===== Data provided =====
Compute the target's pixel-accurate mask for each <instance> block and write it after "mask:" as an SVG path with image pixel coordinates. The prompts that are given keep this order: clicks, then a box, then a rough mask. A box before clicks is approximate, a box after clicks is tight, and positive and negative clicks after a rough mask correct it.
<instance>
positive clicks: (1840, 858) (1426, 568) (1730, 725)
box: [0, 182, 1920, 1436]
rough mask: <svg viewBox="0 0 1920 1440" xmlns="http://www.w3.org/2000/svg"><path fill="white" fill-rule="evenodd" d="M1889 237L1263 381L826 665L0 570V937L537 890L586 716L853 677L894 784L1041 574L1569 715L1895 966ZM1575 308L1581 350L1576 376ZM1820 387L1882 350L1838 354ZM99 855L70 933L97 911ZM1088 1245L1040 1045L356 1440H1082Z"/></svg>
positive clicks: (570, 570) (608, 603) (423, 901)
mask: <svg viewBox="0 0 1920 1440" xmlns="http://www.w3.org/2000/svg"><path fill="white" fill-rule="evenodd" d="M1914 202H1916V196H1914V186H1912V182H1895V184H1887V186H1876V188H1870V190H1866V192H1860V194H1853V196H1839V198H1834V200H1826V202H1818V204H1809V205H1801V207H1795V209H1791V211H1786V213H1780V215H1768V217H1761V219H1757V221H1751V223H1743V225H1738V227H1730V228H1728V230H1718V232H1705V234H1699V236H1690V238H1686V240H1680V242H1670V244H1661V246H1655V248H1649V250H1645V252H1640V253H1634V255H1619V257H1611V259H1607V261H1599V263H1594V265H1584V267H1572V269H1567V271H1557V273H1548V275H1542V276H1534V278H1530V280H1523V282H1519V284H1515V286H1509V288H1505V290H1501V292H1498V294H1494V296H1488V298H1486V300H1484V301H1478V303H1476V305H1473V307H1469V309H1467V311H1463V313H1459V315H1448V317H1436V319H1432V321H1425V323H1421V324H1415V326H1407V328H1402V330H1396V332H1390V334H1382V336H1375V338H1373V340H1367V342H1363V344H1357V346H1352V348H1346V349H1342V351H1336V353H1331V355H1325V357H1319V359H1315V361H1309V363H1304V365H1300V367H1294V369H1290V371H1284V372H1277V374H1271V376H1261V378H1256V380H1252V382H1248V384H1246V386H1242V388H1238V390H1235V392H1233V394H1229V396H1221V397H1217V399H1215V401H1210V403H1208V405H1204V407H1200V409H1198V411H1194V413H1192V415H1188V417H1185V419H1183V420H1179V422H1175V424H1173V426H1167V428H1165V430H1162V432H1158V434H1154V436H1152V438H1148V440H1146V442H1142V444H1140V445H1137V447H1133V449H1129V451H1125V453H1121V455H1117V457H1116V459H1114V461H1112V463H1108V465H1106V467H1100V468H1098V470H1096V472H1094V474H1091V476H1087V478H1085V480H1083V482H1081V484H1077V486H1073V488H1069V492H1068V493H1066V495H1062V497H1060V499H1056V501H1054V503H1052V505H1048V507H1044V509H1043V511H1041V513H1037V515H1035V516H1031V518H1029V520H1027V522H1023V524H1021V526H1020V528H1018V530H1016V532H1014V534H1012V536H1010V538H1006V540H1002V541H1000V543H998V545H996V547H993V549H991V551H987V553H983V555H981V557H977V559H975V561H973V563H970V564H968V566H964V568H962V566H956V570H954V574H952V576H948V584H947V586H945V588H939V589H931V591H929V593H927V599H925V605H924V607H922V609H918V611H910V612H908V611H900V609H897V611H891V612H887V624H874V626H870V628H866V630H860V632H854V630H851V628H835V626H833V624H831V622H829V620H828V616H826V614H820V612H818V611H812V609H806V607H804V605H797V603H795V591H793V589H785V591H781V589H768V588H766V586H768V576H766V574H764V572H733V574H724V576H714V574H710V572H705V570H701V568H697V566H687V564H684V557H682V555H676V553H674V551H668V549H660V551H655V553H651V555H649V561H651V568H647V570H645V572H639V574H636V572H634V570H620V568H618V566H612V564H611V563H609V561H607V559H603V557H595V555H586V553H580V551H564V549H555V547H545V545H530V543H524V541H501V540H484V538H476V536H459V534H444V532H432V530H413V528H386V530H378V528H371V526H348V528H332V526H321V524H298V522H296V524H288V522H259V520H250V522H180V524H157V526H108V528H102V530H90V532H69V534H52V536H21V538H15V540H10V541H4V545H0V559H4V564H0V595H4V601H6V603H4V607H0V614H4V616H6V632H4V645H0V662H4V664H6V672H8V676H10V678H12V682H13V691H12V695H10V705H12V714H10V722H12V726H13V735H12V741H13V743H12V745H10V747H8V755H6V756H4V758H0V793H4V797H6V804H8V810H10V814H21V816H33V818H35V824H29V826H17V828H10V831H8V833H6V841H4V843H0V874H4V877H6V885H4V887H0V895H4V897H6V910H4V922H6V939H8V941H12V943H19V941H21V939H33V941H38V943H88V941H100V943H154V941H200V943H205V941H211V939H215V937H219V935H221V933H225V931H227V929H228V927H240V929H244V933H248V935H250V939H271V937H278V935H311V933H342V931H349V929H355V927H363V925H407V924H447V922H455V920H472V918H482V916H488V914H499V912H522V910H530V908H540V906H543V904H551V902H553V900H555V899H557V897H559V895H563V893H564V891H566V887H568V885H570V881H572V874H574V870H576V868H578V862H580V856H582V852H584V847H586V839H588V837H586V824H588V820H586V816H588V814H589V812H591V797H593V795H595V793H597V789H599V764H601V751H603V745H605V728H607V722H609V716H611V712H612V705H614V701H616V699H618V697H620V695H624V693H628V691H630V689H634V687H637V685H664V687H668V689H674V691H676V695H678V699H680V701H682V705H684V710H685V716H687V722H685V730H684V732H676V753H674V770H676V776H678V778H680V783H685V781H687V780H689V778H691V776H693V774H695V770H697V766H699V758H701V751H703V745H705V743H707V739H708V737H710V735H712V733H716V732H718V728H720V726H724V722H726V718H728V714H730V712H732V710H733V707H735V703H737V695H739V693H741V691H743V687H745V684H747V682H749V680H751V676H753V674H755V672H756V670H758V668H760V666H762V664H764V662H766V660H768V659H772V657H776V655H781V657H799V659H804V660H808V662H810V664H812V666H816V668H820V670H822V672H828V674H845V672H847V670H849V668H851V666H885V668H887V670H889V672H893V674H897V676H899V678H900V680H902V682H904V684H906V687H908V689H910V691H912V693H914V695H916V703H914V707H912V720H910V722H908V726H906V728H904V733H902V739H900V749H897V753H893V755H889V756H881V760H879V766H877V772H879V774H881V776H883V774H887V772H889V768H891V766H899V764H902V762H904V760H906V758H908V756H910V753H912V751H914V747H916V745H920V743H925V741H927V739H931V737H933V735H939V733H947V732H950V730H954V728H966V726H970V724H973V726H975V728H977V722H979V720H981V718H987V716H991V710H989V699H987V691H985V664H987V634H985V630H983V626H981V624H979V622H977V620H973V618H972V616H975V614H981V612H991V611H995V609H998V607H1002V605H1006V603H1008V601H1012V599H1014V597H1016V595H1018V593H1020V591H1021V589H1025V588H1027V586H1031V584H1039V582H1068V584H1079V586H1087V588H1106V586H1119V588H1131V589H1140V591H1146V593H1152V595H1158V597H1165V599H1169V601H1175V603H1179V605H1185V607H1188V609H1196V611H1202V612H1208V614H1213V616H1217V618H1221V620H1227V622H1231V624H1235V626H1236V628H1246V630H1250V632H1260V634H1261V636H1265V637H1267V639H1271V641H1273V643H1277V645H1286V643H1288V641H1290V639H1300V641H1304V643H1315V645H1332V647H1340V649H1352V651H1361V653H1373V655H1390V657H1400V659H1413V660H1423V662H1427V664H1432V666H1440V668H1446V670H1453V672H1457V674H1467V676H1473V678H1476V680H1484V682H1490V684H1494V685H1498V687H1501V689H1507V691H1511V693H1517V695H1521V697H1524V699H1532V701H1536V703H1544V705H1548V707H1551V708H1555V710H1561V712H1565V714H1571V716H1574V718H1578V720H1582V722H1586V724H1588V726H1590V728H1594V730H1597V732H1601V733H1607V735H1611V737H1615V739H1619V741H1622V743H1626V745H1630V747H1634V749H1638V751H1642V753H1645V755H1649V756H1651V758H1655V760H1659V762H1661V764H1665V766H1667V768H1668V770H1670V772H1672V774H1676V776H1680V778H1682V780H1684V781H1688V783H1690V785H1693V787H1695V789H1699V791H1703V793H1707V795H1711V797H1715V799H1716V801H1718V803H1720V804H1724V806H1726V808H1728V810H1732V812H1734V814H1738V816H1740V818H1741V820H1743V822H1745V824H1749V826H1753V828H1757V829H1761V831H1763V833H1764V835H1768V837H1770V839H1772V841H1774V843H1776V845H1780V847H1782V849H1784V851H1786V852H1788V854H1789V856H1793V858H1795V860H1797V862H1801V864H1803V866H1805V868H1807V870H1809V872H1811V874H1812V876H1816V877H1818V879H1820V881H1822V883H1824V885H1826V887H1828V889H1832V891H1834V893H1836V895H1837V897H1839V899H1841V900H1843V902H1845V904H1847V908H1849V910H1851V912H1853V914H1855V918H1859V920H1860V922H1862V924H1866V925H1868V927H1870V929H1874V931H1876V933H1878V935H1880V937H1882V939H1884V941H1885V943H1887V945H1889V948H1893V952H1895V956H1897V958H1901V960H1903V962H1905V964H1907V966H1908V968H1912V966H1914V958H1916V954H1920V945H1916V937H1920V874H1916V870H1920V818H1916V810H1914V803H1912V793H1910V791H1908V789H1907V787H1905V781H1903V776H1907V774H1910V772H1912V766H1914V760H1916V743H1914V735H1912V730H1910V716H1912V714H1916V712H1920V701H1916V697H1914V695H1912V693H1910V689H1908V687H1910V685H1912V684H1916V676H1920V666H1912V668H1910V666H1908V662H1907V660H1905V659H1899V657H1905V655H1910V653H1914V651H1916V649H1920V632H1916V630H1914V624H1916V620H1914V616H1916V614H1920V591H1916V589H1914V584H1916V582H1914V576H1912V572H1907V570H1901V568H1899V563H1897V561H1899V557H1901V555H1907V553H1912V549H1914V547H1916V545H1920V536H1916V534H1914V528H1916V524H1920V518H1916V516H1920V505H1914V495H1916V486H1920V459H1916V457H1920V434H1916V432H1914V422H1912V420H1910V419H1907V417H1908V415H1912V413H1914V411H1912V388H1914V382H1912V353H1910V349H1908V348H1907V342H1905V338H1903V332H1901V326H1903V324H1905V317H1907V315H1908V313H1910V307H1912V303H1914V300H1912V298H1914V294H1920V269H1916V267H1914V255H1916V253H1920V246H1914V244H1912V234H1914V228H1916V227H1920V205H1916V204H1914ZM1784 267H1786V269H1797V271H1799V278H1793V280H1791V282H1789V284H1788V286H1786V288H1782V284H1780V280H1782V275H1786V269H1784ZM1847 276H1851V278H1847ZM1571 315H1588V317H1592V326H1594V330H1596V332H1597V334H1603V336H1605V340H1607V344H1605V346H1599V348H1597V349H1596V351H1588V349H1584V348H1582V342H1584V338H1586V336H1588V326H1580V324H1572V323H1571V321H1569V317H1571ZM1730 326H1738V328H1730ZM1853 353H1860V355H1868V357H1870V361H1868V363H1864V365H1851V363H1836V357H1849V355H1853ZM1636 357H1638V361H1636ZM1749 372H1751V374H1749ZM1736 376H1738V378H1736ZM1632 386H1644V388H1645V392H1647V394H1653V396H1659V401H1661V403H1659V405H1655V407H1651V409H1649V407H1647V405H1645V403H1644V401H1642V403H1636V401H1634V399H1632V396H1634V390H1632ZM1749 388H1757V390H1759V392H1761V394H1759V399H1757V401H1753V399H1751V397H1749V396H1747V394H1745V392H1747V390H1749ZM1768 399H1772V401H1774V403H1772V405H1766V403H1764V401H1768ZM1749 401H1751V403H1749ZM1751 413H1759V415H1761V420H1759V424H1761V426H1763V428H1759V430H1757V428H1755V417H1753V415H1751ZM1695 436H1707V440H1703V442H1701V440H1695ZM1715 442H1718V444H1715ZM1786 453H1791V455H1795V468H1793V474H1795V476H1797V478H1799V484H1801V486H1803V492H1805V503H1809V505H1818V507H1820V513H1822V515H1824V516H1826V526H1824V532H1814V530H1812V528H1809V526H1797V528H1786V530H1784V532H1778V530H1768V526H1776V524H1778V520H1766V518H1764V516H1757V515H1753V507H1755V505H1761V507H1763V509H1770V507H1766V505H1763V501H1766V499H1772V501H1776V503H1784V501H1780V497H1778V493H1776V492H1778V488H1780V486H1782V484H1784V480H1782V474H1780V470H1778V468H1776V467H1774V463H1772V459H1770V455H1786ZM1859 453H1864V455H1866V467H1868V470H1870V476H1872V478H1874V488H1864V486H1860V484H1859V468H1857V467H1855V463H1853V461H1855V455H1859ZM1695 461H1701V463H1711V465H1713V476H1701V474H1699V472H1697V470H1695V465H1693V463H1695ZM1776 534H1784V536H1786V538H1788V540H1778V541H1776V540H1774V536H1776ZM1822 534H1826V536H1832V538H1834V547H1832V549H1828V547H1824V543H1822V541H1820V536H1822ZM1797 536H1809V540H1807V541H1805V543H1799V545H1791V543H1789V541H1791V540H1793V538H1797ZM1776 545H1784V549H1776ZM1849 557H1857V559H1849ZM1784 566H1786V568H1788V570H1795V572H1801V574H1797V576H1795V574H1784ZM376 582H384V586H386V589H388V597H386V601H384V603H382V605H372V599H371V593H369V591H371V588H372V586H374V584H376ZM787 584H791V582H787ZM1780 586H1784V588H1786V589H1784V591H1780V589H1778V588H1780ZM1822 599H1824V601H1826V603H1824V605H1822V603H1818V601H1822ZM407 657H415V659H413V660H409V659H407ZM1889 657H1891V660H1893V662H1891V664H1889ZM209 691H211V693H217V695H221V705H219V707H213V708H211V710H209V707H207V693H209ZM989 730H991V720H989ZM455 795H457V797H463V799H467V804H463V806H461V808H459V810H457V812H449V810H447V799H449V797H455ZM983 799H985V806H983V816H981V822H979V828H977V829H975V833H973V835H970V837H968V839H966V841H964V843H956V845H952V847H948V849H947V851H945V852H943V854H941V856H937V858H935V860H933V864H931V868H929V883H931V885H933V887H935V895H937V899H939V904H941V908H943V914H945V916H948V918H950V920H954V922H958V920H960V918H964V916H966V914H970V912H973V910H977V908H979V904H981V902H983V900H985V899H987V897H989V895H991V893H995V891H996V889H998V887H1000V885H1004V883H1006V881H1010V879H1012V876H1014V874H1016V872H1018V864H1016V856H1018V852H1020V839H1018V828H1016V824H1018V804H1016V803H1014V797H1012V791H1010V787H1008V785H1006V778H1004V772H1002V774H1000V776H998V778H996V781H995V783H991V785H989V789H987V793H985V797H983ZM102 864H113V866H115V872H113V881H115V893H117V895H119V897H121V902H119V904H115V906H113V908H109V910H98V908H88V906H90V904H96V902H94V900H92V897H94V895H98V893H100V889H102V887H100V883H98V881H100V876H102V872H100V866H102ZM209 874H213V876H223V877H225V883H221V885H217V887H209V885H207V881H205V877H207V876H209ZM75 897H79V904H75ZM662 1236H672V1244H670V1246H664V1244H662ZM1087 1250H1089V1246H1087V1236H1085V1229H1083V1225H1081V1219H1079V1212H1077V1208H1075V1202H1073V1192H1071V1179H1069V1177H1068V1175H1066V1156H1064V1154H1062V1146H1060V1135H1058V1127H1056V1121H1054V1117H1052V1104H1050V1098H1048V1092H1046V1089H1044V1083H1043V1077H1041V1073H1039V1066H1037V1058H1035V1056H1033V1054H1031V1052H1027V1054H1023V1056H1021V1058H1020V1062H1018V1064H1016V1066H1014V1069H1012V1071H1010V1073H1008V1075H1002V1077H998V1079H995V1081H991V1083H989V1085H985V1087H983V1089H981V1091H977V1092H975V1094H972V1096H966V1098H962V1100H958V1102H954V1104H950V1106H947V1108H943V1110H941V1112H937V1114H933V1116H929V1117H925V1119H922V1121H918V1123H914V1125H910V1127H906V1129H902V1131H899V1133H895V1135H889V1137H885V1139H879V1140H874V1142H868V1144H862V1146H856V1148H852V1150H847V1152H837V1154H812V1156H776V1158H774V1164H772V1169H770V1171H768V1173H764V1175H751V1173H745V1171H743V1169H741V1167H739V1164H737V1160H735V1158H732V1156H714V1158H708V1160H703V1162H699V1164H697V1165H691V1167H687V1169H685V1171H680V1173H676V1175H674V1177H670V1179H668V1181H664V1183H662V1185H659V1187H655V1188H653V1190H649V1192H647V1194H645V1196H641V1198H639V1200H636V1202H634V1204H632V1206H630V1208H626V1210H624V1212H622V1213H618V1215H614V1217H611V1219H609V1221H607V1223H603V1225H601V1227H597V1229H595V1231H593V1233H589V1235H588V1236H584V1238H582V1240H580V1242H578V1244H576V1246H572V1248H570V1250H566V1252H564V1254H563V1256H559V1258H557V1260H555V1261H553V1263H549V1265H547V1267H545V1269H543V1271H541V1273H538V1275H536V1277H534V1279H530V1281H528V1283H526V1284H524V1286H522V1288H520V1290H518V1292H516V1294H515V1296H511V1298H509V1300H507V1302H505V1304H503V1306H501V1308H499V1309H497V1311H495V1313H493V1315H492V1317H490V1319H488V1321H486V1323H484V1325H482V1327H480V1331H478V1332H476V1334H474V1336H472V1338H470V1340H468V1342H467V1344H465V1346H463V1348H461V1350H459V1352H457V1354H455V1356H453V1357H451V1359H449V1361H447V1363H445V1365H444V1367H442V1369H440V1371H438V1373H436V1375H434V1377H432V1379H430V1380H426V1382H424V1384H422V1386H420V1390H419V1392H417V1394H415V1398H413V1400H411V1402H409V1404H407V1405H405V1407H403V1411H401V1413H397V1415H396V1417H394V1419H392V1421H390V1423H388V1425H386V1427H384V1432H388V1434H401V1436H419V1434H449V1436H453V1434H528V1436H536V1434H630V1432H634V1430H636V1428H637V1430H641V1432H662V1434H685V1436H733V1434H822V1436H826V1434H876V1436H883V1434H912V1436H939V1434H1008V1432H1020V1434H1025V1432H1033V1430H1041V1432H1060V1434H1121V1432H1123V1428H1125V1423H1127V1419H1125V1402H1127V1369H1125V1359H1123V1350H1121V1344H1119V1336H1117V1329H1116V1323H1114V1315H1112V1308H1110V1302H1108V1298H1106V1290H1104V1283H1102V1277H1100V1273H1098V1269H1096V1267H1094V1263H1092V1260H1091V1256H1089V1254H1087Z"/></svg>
=====
Requirement: Arrange everything from the first line down to the one containing "positive clicks: (570, 570)" as a numbered list, leaving out any blank lines.

Answer for this exercise:
1. Compute the target's pixel-accurate mask for each <instance> block and write it after "mask:" as an SVG path with image pixel coordinates. The prompts that are given keep this order: clicks, then a box, then a rough mask. A box before clicks is approximate, a box after clicks is tight, and positive and negative clicks after a rough mask correct it.
2. <instance>
3. positive clicks: (1840, 858) (1426, 568) (1730, 725)
4. box: [0, 182, 1920, 1436]
5. rough mask: <svg viewBox="0 0 1920 1440" xmlns="http://www.w3.org/2000/svg"><path fill="white" fill-rule="evenodd" d="M1889 237L1263 381L826 665L0 570V937L537 890L586 716L853 677L894 784L1041 574L1569 715L1895 966ZM1575 308L1581 350L1576 376ZM1820 387L1882 350L1838 354ZM99 855L70 933L97 911ZM1088 1245L1040 1045L356 1440H1082Z"/></svg>
6. positive clicks: (570, 570) (608, 603) (423, 901)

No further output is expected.